## MATERIAL TO PROCESS
——————————

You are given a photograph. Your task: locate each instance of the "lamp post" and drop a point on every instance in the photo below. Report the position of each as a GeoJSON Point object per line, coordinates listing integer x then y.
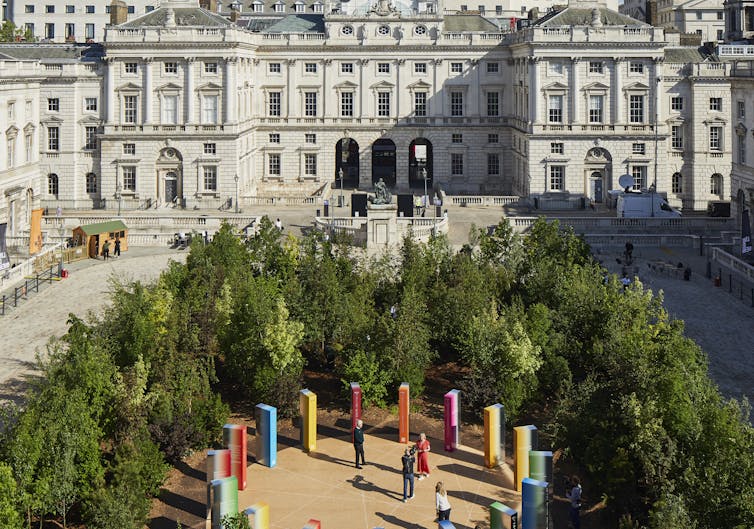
{"type": "Point", "coordinates": [340, 176]}
{"type": "Point", "coordinates": [235, 179]}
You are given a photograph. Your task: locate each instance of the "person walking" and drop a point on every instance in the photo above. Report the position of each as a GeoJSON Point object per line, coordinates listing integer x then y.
{"type": "Point", "coordinates": [441, 502]}
{"type": "Point", "coordinates": [423, 448]}
{"type": "Point", "coordinates": [407, 461]}
{"type": "Point", "coordinates": [574, 496]}
{"type": "Point", "coordinates": [358, 442]}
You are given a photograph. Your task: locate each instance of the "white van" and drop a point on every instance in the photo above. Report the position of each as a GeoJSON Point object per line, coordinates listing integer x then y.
{"type": "Point", "coordinates": [632, 205]}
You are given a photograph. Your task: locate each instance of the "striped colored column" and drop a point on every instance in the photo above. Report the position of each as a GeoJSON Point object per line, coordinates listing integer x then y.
{"type": "Point", "coordinates": [223, 497]}
{"type": "Point", "coordinates": [540, 465]}
{"type": "Point", "coordinates": [403, 410]}
{"type": "Point", "coordinates": [494, 435]}
{"type": "Point", "coordinates": [308, 409]}
{"type": "Point", "coordinates": [452, 419]}
{"type": "Point", "coordinates": [234, 437]}
{"type": "Point", "coordinates": [503, 517]}
{"type": "Point", "coordinates": [524, 440]}
{"type": "Point", "coordinates": [258, 515]}
{"type": "Point", "coordinates": [534, 504]}
{"type": "Point", "coordinates": [355, 405]}
{"type": "Point", "coordinates": [267, 434]}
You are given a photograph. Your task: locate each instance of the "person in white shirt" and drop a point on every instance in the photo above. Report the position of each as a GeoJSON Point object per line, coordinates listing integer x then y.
{"type": "Point", "coordinates": [574, 496]}
{"type": "Point", "coordinates": [441, 502]}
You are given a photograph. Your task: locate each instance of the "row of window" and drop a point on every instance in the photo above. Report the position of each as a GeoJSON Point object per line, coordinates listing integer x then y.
{"type": "Point", "coordinates": [384, 98]}
{"type": "Point", "coordinates": [420, 68]}
{"type": "Point", "coordinates": [715, 104]}
{"type": "Point", "coordinates": [169, 67]}
{"type": "Point", "coordinates": [557, 175]}
{"type": "Point", "coordinates": [88, 9]}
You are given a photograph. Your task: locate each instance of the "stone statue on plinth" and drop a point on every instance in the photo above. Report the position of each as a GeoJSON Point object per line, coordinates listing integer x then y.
{"type": "Point", "coordinates": [381, 193]}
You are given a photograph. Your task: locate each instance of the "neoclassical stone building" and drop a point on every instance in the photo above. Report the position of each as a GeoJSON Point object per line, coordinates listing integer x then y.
{"type": "Point", "coordinates": [182, 107]}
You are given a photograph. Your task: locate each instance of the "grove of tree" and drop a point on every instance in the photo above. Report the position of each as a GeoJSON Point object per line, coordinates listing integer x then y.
{"type": "Point", "coordinates": [534, 322]}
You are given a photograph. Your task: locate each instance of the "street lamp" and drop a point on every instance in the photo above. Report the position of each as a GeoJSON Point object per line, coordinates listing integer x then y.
{"type": "Point", "coordinates": [340, 176]}
{"type": "Point", "coordinates": [235, 179]}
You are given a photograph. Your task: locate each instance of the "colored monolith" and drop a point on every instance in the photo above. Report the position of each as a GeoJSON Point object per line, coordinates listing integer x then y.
{"type": "Point", "coordinates": [494, 435]}
{"type": "Point", "coordinates": [223, 497]}
{"type": "Point", "coordinates": [534, 504]}
{"type": "Point", "coordinates": [403, 411]}
{"type": "Point", "coordinates": [308, 410]}
{"type": "Point", "coordinates": [234, 437]}
{"type": "Point", "coordinates": [267, 434]}
{"type": "Point", "coordinates": [503, 517]}
{"type": "Point", "coordinates": [524, 440]}
{"type": "Point", "coordinates": [452, 419]}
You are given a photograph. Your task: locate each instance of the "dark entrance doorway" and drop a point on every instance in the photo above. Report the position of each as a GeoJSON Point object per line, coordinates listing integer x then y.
{"type": "Point", "coordinates": [347, 158]}
{"type": "Point", "coordinates": [383, 161]}
{"type": "Point", "coordinates": [415, 166]}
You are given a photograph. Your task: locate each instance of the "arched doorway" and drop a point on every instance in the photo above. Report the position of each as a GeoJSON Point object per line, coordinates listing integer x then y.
{"type": "Point", "coordinates": [347, 158]}
{"type": "Point", "coordinates": [416, 163]}
{"type": "Point", "coordinates": [170, 176]}
{"type": "Point", "coordinates": [383, 161]}
{"type": "Point", "coordinates": [597, 166]}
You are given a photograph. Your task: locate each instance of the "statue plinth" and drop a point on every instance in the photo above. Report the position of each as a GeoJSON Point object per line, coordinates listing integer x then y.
{"type": "Point", "coordinates": [382, 226]}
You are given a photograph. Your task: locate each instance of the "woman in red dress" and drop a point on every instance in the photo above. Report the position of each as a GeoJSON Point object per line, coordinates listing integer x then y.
{"type": "Point", "coordinates": [422, 461]}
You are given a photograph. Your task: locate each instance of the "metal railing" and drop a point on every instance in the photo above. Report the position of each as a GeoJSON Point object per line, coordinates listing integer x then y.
{"type": "Point", "coordinates": [30, 284]}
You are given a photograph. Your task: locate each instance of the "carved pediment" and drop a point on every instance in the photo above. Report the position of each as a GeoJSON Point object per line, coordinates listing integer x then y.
{"type": "Point", "coordinates": [128, 86]}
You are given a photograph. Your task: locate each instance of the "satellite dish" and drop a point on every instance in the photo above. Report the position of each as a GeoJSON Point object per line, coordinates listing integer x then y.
{"type": "Point", "coordinates": [626, 181]}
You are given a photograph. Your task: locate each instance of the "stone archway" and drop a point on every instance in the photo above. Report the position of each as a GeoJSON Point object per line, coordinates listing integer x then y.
{"type": "Point", "coordinates": [383, 161]}
{"type": "Point", "coordinates": [415, 166]}
{"type": "Point", "coordinates": [170, 188]}
{"type": "Point", "coordinates": [597, 174]}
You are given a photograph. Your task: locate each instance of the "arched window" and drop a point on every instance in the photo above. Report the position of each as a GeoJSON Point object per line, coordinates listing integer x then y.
{"type": "Point", "coordinates": [52, 185]}
{"type": "Point", "coordinates": [677, 183]}
{"type": "Point", "coordinates": [91, 183]}
{"type": "Point", "coordinates": [716, 184]}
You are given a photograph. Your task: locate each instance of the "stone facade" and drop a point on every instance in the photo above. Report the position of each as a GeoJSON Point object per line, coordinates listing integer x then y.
{"type": "Point", "coordinates": [181, 107]}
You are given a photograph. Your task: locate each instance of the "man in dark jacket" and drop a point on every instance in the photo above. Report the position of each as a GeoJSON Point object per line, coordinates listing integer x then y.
{"type": "Point", "coordinates": [358, 442]}
{"type": "Point", "coordinates": [407, 461]}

——————————

Each record above should be copied character for character, with pictures dropped.

## EXPECTED ANSWER
You are given a photograph. Your task: locate each instance of the "lamp post" and drop a point on every instance in the photo below. Report the position of each as a GeoJSON Point object per line, coordinates listing integer x then y.
{"type": "Point", "coordinates": [340, 176]}
{"type": "Point", "coordinates": [235, 179]}
You are given a photograph. Your task: locate each instance of the "person walking" and drop a point on every instance in the photo above. Report the position of each as a GeoJSON Point object per line, coordinates listing integer x then y.
{"type": "Point", "coordinates": [441, 502]}
{"type": "Point", "coordinates": [423, 448]}
{"type": "Point", "coordinates": [407, 461]}
{"type": "Point", "coordinates": [574, 496]}
{"type": "Point", "coordinates": [358, 442]}
You are given a photograph. Your task: locate each instance of the "white van" and drop a point on every instance in the photo above. Report the position of each as a GeoJSON Point object per line, coordinates listing integer x then y.
{"type": "Point", "coordinates": [632, 205]}
You are given a photograph. Your task: locate each instance of the "striped colored column" and drop a point on every instance in the photo above. Report the position of each as a GeoJSON Point object per line, coordinates listing integer x then y.
{"type": "Point", "coordinates": [223, 497]}
{"type": "Point", "coordinates": [540, 465]}
{"type": "Point", "coordinates": [403, 410]}
{"type": "Point", "coordinates": [494, 435]}
{"type": "Point", "coordinates": [308, 409]}
{"type": "Point", "coordinates": [452, 419]}
{"type": "Point", "coordinates": [234, 437]}
{"type": "Point", "coordinates": [503, 517]}
{"type": "Point", "coordinates": [524, 440]}
{"type": "Point", "coordinates": [258, 515]}
{"type": "Point", "coordinates": [534, 504]}
{"type": "Point", "coordinates": [355, 405]}
{"type": "Point", "coordinates": [267, 434]}
You are given a photograph. Your task: locate each instance of the "person in white shirt" and drop a point on every instance in the photo above. Report the position of each as a GeoJSON Point object per line, coordinates listing integer x then y.
{"type": "Point", "coordinates": [574, 496]}
{"type": "Point", "coordinates": [441, 502]}
You are given a photograph. Your task: locate each instance of the "row of window" and drop a point on every instance in the photo above. Report the position of each as a GeoJSON Point object per line, coordinates listing integer x then y.
{"type": "Point", "coordinates": [384, 98]}
{"type": "Point", "coordinates": [420, 68]}
{"type": "Point", "coordinates": [715, 104]}
{"type": "Point", "coordinates": [169, 67]}
{"type": "Point", "coordinates": [557, 175]}
{"type": "Point", "coordinates": [88, 9]}
You are given a photograph. Your task: locate each instance of the "stone statue on plinth" and drop a point on every instance in the photo above. Report the position of each as a GeoJSON Point object per line, coordinates listing integer x then y.
{"type": "Point", "coordinates": [381, 193]}
You are given a photograph. Your task: locate each instance of the "neoclassical stone building" and drop a point on every instance in the photo above. Report the position of each as a GeoJSON Point object per line, coordinates listing integer x then y.
{"type": "Point", "coordinates": [182, 107]}
You are given a photograph. Your task: locate each instance of the "grove of tree" and drop a point on every instance in the photo above. Report the position of each as a GeoJSON Point object per line, coordinates listing integer x then y.
{"type": "Point", "coordinates": [534, 322]}
You are given a photograph. Your task: locate each instance of the "street lamp" and drop a point on every instance in the photo above. Report the position of each as a GeoJSON Point object per line, coordinates listing integer x then y.
{"type": "Point", "coordinates": [340, 176]}
{"type": "Point", "coordinates": [235, 179]}
You are given a photograph. Your task: locate each instance of the "colored monolith" and drop a point on every instance in the photo above. Report the position of each as a GeoJSON Point object per line, coordinates listing integer x then y.
{"type": "Point", "coordinates": [494, 435]}
{"type": "Point", "coordinates": [223, 497]}
{"type": "Point", "coordinates": [534, 504]}
{"type": "Point", "coordinates": [403, 411]}
{"type": "Point", "coordinates": [308, 410]}
{"type": "Point", "coordinates": [234, 437]}
{"type": "Point", "coordinates": [267, 434]}
{"type": "Point", "coordinates": [503, 517]}
{"type": "Point", "coordinates": [524, 440]}
{"type": "Point", "coordinates": [452, 419]}
You are given a photograph. Your task: locate each instance of the "dark entrance doorway" and drop a point on every instance in the photo above. Report the position of each as a GeoJSON Point object per line, coordinates listing integer x then y.
{"type": "Point", "coordinates": [347, 158]}
{"type": "Point", "coordinates": [383, 161]}
{"type": "Point", "coordinates": [415, 166]}
You are given a photograph. Your task: locate each instance of the "arched doorway" and drop a point on every instance in the photo above. Report the position of each as a GeoJSON Point object per line, coordinates listing integer x then y.
{"type": "Point", "coordinates": [347, 158]}
{"type": "Point", "coordinates": [416, 163]}
{"type": "Point", "coordinates": [170, 176]}
{"type": "Point", "coordinates": [383, 161]}
{"type": "Point", "coordinates": [597, 166]}
You are given a photograph. Your task: locate each instance of the "statue plinth" and drop a point on every instance in the photo above. Report the position of each as a GeoJSON Point object per line, coordinates listing integer x then y.
{"type": "Point", "coordinates": [382, 226]}
You are given a photograph. Your task: locate each instance of the "woman in red dress" and drop a point on every instance in the photo above. Report the position of each as a GeoJSON Point object per line, coordinates listing integer x then y.
{"type": "Point", "coordinates": [422, 461]}
You are given a photograph. Your task: locate each instance of the "metal railing" and drop a point on every instance in the photo above. Report the position of each as a GeoJSON Point object per line, coordinates listing integer x then y.
{"type": "Point", "coordinates": [30, 284]}
You are given a photograph. Your task: locate each instance of the "carved pediment" and drop a point on every instance in the photo above. Report the position of each as a GeoJSON Point object per line, coordinates listing integer x then y.
{"type": "Point", "coordinates": [128, 86]}
You are given a photograph. Your task: locate each instance of the "satellite dish" and drop a point on every instance in the photo above. Report the position of each as a GeoJSON Point object per line, coordinates listing integer x then y.
{"type": "Point", "coordinates": [626, 181]}
You are given a photograph. Your task: locate each instance of the "stone archway" and drop a point on every instance in the photo above. Report the position of each as a GeoJSON Point object per line, coordinates listing integer x then y.
{"type": "Point", "coordinates": [383, 161]}
{"type": "Point", "coordinates": [415, 166]}
{"type": "Point", "coordinates": [170, 188]}
{"type": "Point", "coordinates": [597, 174]}
You are given a photograph. Your task: locate each instance of the "arched window" and drop a point on every instance in the photo above. Report the position of each as a GeoJSON Point object per line, coordinates listing integer x then y.
{"type": "Point", "coordinates": [52, 185]}
{"type": "Point", "coordinates": [677, 183]}
{"type": "Point", "coordinates": [91, 183]}
{"type": "Point", "coordinates": [716, 184]}
You are given a photograph. Your task: locate each instance of the "stone facade" and drop a point on every instance in the photo above. Report the position of each as a GeoJSON Point object per line, coordinates listing integer x then y.
{"type": "Point", "coordinates": [181, 107]}
You are given a photograph. Your task: locate each instance of the "man in dark jacket" and drop a point on every instance in the photo above. Report the position of each as a GeoJSON Point object per line, coordinates listing integer x then y.
{"type": "Point", "coordinates": [358, 442]}
{"type": "Point", "coordinates": [407, 461]}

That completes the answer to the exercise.